| Work item |
Scan the entries below for the string "tent" and copy every line where it turns up.

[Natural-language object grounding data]
####################

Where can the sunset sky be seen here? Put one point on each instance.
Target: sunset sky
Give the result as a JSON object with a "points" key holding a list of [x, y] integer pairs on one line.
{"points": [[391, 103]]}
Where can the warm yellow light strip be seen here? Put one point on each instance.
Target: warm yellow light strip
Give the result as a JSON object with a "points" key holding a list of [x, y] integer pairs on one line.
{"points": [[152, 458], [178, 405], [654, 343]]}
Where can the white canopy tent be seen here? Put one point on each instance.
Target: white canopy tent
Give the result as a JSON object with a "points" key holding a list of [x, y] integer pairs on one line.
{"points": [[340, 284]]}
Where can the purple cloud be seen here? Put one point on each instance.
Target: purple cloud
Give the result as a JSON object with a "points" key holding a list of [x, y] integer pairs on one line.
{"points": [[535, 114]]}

####################

| Output for this task |
Where can the white canopy tent be seen here? Put one point on each instance.
Target: white canopy tent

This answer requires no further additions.